_Tasks_
1. In the forum thread about Chuck Norris jokes, for how many minutes could a tapped Adam Leavelle roundhouse kick power Australia?
2. List every distinct username that heads a post in the forum thread about Chuck Norris jokes.
3. Carry on the forum thread about Chuck Norris jokes, picking up after its last line.

_Excerpted passage_
━━━━━━━━

Actually, all those are about me, Norris fans just ripped them off.


----------



## Pergamum (Feb 21, 2008)

oops...here's some more....pretty funny:











If you have five dollars and Chuck Norris has five dollars, Chuck Norris has more money than you. 
There is no 'ctrl' button on Chuck Norris's computer. Chuck Norris is always in control. 
Apple pays Chuck Norris 99 cents every time he listens to a song. 
Chuck Norris can sneeze with his eyes open. 
Chuck Norris can eat just one Lay's potato chip. 
Chuck Norris is suing Myspace for taking the name of what he calls everything around you. 
Chuck Norris destroyed the periodic table, because he only recognizes the element of surprise. 
Chuck Norris can kill two stones with one bird.


----------



## Sonoftheday (Feb 21, 2008)

I remember a few years ago when that stuff was first coming out, I worked with a guy that drove me nuts. Like everyday it was Chuck Norris this or Chuck Norris that.


----------



## Covenant Joel (Feb 21, 2008)

Chuck Norris can believe it's not butter.


----------



## ReformedWretch (Feb 21, 2008)

then it's not butter!


----------



## Sonoftheday (Feb 21, 2008)

I heard Chuck Norris was in the middle of a lawsuit against the guy who published all this stuff in a book. Apparently some of them were racist and/or sexist and so Chuck Norris is sueing him for libel or something. I'll have to look it up.


----------



## Pergamum (Feb 21, 2008)

There are no races, only countries of people Adam Leavelle has beaten to different shades of black and blue.


Adam’s house has no doors, only walls that he walks through. 


Adam Leavelle doesn't actually write books, the words assemble themselves out of fear.


Adam Leavelle CAN believe it's not butter.

If tapped, an Adam Leavelle roundhouse kick could power the country of Australia for 44 minutes.

Adam Leavelle can divide by zero.

The grass is always greener on the other side, unless Adam Leavelle has been there. In that case the grass is most likely soaked in blood and tears.

A picture is worth a thousand words. An Adam Leavelle is worth 1 billion words.

Newton's Third Law is wrong: Although it states that for each action, there is an equal and opposite reaction, there is no force equal in reaction to a Adam Leavelle roundhouse kick.

━━━━━━━━

_Raw data_

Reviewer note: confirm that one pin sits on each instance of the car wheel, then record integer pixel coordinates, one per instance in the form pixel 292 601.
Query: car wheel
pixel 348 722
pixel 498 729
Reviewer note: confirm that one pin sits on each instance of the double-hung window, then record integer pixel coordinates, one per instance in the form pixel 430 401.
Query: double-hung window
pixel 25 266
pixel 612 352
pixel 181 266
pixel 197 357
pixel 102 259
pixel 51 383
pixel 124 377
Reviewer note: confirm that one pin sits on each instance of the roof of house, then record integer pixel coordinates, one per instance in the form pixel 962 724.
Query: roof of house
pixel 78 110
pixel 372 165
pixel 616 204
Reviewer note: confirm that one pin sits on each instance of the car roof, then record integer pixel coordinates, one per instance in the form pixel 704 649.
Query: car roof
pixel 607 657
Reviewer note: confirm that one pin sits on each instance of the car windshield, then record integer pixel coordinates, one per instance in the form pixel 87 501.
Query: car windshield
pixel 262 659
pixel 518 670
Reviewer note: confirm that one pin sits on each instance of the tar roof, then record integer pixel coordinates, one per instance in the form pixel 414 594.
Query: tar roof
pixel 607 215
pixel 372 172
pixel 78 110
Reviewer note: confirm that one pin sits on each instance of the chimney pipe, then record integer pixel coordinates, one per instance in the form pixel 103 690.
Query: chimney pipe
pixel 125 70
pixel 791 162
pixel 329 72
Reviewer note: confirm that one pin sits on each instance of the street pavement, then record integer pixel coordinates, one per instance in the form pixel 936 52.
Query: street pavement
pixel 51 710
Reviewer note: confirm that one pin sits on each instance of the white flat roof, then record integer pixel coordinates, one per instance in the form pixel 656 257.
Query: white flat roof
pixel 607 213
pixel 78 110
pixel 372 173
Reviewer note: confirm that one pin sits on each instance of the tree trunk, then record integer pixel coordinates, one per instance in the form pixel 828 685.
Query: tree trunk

━━━━━━━━

_Solved problems_
1. 44 minutes

2. Pergamum, Sonoftheday, Covenant Joel, ReformedWretch

3.
Adam once sued the Houghton-Mifflin textbook company when it became apparent that their account of the war of 1812 was plagiarized from his autobiography.

When Adam talks, everybody listens. And dies.

When Steven Seagal kills a ninja, he only takes its hide. When Adam Leavelle kills a ninja, he uses every part.

Contrary to popular belief, there is indeed enough Adam Leavelle to go around.

Adam doesnt shave; he kicks himself in the face. The only thing that can cut Adam is Adam.

Adam Leavelle always knows the EXACT location of Carmen SanDiego.

When you're Adam Leavelle, anything + anything is equal to 1. One roundhouse kick to the face.

Adam has the greatest Poker-Face of all time. He won the 1983 World Series of Poker, despite holding only a Joker, a Get out of Jail Free Monopoloy card, a 2 of clubs, 7 of spades and a green #4 card from the game UNO.

On his birthday, Adam randomly selects one lucky child to be thrown into the sun.

Adam has 12 moons. One of those moons is the Earth.

Adam Leavelle grinds his coffee with his teeth and boils the water with his own rage.

Archeologists unearthed an old english dictionary dating back to the year 1236. It defined "victim" as "one who has encountered Adam Leavelle"

Adam ordered a Big Mac at Burger King, and got one.

Adam and Mr. T walked into a bar. The bar was instantly destroyed, as that level of awesome cannot be contained in one building.

If you Google search "Adam Leavelle getting his butt kicked" you will generate zero results. It just doesn't happen.

Adam can drink an entire gallon of milk in thirty-seven seconds.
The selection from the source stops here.